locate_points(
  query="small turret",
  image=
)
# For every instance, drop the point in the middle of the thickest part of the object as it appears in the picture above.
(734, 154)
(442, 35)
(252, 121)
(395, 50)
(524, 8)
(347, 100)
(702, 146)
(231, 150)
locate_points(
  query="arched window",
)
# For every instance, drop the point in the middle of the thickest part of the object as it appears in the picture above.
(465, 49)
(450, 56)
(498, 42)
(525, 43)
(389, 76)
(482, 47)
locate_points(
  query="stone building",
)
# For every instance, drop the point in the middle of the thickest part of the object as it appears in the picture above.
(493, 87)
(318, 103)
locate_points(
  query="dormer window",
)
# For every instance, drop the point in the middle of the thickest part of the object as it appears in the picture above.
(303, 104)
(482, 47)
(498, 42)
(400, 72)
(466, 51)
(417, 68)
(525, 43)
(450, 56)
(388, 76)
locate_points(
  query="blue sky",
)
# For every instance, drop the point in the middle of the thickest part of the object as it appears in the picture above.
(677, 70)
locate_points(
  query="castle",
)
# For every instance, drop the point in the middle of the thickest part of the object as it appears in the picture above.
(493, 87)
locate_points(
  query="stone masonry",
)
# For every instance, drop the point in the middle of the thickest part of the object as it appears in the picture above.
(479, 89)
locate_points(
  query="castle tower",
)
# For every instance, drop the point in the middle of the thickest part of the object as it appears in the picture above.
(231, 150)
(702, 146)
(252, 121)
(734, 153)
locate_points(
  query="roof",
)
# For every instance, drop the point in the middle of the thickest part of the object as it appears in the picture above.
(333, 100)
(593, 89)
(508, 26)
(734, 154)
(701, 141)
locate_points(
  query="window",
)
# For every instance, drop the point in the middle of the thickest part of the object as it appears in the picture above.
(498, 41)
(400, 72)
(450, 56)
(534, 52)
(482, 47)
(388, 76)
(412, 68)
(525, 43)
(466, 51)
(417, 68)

What to work on
Render every line of the records above as one numbered list, leaving out any blank lines.

Problem solution
1. locate_points(
2.   query="small turret",
3.   image=
4. )
5. # For every instance, drop the point in the middle of the thickest part of the object as it appears in the picture above.
6. (734, 154)
7. (442, 35)
8. (252, 121)
9. (395, 50)
10. (524, 8)
11. (347, 100)
12. (702, 146)
13. (231, 150)
14. locate_points(
15.   query="arched window",
16. )
17. # For every instance, drop the point in the middle of the thickest part of the object as it appears in the picture above.
18. (465, 49)
19. (450, 56)
20. (498, 42)
21. (525, 43)
22. (389, 76)
23. (482, 47)
24. locate_points(
25.   query="stone building",
26. )
27. # For every instance, drop the point in the middle of the thickest part of the object as it appears in the picture above.
28. (493, 87)
29. (318, 103)
30. locate_points(
31.   query="dormer window",
32. )
33. # For every instance, drop the point in the middle of the thickest part of the object as it appears in the picture above.
34. (303, 104)
35. (482, 47)
36. (498, 42)
37. (400, 72)
38. (466, 51)
39. (417, 68)
40. (525, 43)
41. (450, 56)
42. (388, 76)
43. locate_points(
44.   query="blue sky",
45. )
46. # For every instance, drop the point in the middle of the thickest part of the object as it appears in the picture above.
47. (677, 70)
48. locate_points(
49.   query="castle",
50. )
51. # For every instance, drop the point in the middle of the thickest part of the object as it appears in the picture above.
52. (493, 87)
53. locate_points(
54.   query="stone masonry",
55. )
56. # For every instance, drop the point in the middle of the thickest part of the object as it appears in the picture above.
57. (479, 89)
58. locate_points(
59.   query="castle tower",
60. )
61. # For every instance, drop the point in the middle of the thickest part of the object as it appears in the picture above.
62. (231, 150)
63. (702, 146)
64. (252, 121)
65. (734, 153)
66. locate_points(
67.   query="roof",
68. )
69. # For every instance, drop the point in the middle of the thickest part of the object as it appears in the picture above.
70. (333, 100)
71. (593, 89)
72. (508, 26)
73. (734, 154)
74. (701, 141)
75. locate_points(
76.   query="window",
77. )
78. # For every instance, drop the point in the middle of the thickest part of the object as it appears in the picture above.
79. (498, 41)
80. (400, 72)
81. (450, 56)
82. (534, 52)
83. (482, 47)
84. (388, 76)
85. (412, 68)
86. (525, 43)
87. (466, 51)
88. (417, 68)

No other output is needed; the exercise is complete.